Required actions
a) Answer these questions from the news article about the Maine foster care lawsuit:
(i) How young are some of the children the advocates say are being harmed?
(ii) Which two officials was the lawsuit brought against?
(iii) Where is Children's Rights Inc. based?
b) In the news article about the Maine foster care lawsuit, turn the paragraph beginning "The state is accused" into a short list of the failures it names.
c) Reproduce everything from "The state is" down to "and Family Services." in the news article about the Maine foster care lawsuit, with no changes.

Passage provided
════════

PORTLAND, Maine (AP) — The Maine Department of Health and Human Services allowed six foster children and others across the state to be given psychotropic drugs without appropriate safeguards or oversight, according to advocates who filed a federal lawsuit on their behalf.
Child advocates contend in the lawsuit filed Wednesday that kids as young as 5 are being harmed by the powerful drugs and that the state failed to address a problem that it has previously acknowledged.
The state is accused maintaining inadequate medical records, falling short on informed consent and failing to flag prescriptions for secondary review.
“As a result of these failures, hundreds of preschoolers through teens in Maine’s foster care system remain at an unreasonable risk of serious harm with each passing day,” the lawsuit said.
The lawsuit, which seeks class action status, was brought against Maine Health and Human Services Commissioner Jeanne Lambrew and Todd Landry, the director of the Office of Child and Family Services.
A Maine health department spokesperson accused New York-based Children’s Rights Inc., one of the parties that sued, of being more interested in filing lawsuits than in working with the state to help the plaintiffs.
“If Children’s Rights Inc. cared about the welfare of these six children or others, it would have reported these allegations to Maine DHHS through the appropriate established channels, allowing us to immediately investigate and take appropriate action if needed,” Jackie Farwell said.

════════

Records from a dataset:
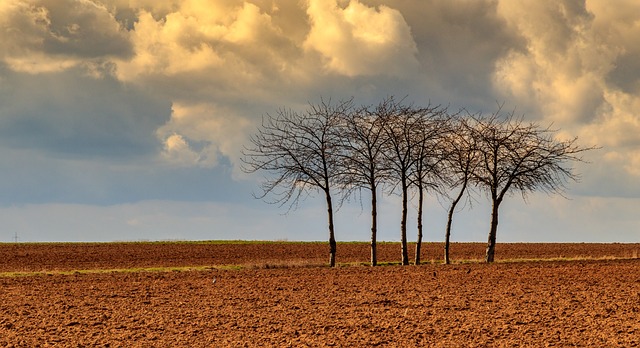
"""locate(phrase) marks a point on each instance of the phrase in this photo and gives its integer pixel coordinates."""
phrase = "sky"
(124, 120)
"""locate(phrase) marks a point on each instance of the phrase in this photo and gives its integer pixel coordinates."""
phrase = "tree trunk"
(447, 235)
(419, 238)
(491, 243)
(374, 226)
(332, 237)
(403, 223)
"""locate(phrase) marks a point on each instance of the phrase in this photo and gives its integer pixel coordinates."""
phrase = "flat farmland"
(279, 294)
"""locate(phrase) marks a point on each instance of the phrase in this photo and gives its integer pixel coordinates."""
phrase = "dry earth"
(593, 303)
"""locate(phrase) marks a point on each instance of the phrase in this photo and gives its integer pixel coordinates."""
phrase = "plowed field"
(592, 299)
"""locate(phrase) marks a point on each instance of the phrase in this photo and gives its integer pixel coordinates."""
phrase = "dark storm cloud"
(71, 114)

════════

Task results
a)
(i) As young as 5.
(ii) Maine Health and Human Services Commissioner Jeanne Lambrew and Todd Landry, the director of the Office of Child and Family Services.
(iii) New York.

b)
The state is accused of:
- Maintaining inadequate medical records
- Falling short on informed consent
- Failing to flag prescriptions for secondary review

c)
The state is accused maintaining inadequate medical records, falling short on informed consent and failing to flag prescriptions for secondary review.
“As a result of these failures, hundreds of preschoolers through teens in Maine’s foster care system remain at an unreasonable risk of serious harm with each passing day,” the lawsuit said.
The lawsuit, which seeks class action status, was brought against Maine Health and Human Services Commissioner Jeanne Lambrew and Todd Landry, the director of the Office of Child and Family Services.